:: Task ::
Format all of the data below as a numbered list with one line per item, omitting blank lines.

:: Record excerpts ::
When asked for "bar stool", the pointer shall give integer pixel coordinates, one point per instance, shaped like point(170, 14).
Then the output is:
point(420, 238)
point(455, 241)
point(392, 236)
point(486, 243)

:: Full output ::
1. When asked for "bar stool", the pointer shall give integer pixel coordinates, one point per instance, shaped like point(170, 14).
2. Then the output is:
3. point(420, 238)
4. point(455, 241)
5. point(392, 236)
6. point(486, 243)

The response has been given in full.